— Reading text —
Traveling through time and space to find family haunts

By John Yewell

A SMALL BRONZE plaque in a concrete mount marks the spot, next to a runnel in a treeless swale called the Valley of Death. Downstream, across a gently sloping boulder-strewn meadow toward a forest 100 yards away, lies an area that was known as the Slaughter Pen. To the right, a jumble of Yosemite-size boulders, the Devil's Den, arches up to a low ridge.

Crouching for cover next to the marker, I try to imagine thousands of armed men, sweaty and tired and desperate, crossing the exposed ground in front of me, swarming through the trees and over the rocks, the air alive with lead, intending to kill me.

That is the scene my great-great-great-uncle, Private William Harthorn, faced late in the afternoon of July 2, 1863, as the Civil War reached its crescendo at Gettysburg.

I am not a Civil War buff, and Uncle William fought in many other major battles during his three years in the Army of the Potomac, but for some reason I cannot let go of what happened to him here. I have studied the battlefield and traced the movements of his 4th Maine regiment, and no amount of reading can substitute for walking this ground. Of the 170,000 men who fought at Gettysburg, 51,000--30 percent--would be killed, wounded or captured.

I try to imagine how a 23-year-old schoolteacher from Thomaston, Maine, survived such carnage.

This is why I travel now: I've been bitten by the Roots bug. On my mother's side, the Harthorns have served as particularly useful travel guides, several of them having popped up at key junctures of history. In recent years I've taken two trips to the East Coast, as well as many trips to Southern California, searching for their weathered headstones, rotting floorboards and worn wagon wheel ruts. I've sought out their homes and haunts, searching for connections between people and places.

I'm reminded of the character Billy Pilgrim in Kurt Vonnegut's Slaughterhouse Five, being unstuck in time. Travel has become as much a temporal as a spatial journey. Like Uncle William's younger brother Halsey, a rascal Maine sailor who caught gold fever and dropped anchor for good in California, I've become a kind of miner, sifting through the tailings of the past for spirits, locales and clues to how far the fruit has fallen each time from the tree--evidence of patterns of character that survive generations and continents.

Call it a search for my inner Yankee.

Trails of the Past

GETTYSBURG WAS a passing, if violent, day in the life of one Harthorn. The defining moment for the clan was at Salem, Mass., 171 years earlier, when another Harthorn became infamous.

Uncle William's great-great-great-great-grandfather John Hathorn (the name has various spellings) was a judge at the 1692 Salem witch trials and one of those most responsible for the hysteria. John is the family pariah, and among the Harthorns with whom I grew up, he was a subject discussed only in hushed tones, if at all.

The city of Salem seems to have adopted the same attitude. Standing on Gallows Hill overlooking the town, you would hardly know there had been any drama on this spot--just finding it takes a little digging. A playground now dominates the crest, and there's a basketball court and a gazebo for picnickers to escape the weather. Across the street is a quiet residential neighborhood. No signs indicate what went on here, not even a marker commemorating the dead.

A few miles away in what is now the town of Danvers, the old parsonage of Salem Village where the delusion began is nothing but foundation stones hidden in a wooded glen, unmarked on most maps.

— Goals —
**a.** Decide whether each statement below agrees with the family-history travel essay. Answer yes or no for each and quote the words of the essay that settle it.
(i) William Harthorn was a 23-year-old schoolteacher from Thomaston, Maine.
(ii) A marker on Gallows Hill commemorates the dead.
(iii) Most maps mark the site of the old parsonage of Salem Village.
**b.** Duplicate the part of the family-history travel essay starting with "A SMALL BRONZE" and going on through "crescendo at Gettysburg.".

— Information shown —
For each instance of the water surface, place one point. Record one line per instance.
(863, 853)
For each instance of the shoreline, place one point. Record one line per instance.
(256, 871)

— Final results —
**a.**
(i) Yes: "a 23-year-old schoolteacher from Thomaston, Maine"
(ii) No: "No signs indicate what went on here, not even a marker commemorating the dead."
(iii) No: "nothing but foundation stones hidden in a wooded glen, unmarked on most maps"

**b.**
A SMALL BRONZE plaque in a concrete mount marks the spot, next to a runnel in a treeless swale called the Valley of Death. Downstream, across a gently sloping boulder-strewn meadow toward a forest 100 yards away, lies an area that was known as the Slaughter Pen. To the right, a jumble of Yosemite-size boulders, the Devil's Den, arches up to a low ridge.

Crouching for cover next to the marker, I try to imagine thousands of armed men, sweaty and tired and desperate, crossing the exposed ground in front of me, swarming through the trees and over the rocks, the air alive with lead, intending to kill me.

That is the scene my great-great-great-uncle, Private William Harthorn, faced late in the afternoon of July 2, 1863, as the Civil War reached its crescendo at Gettysburg.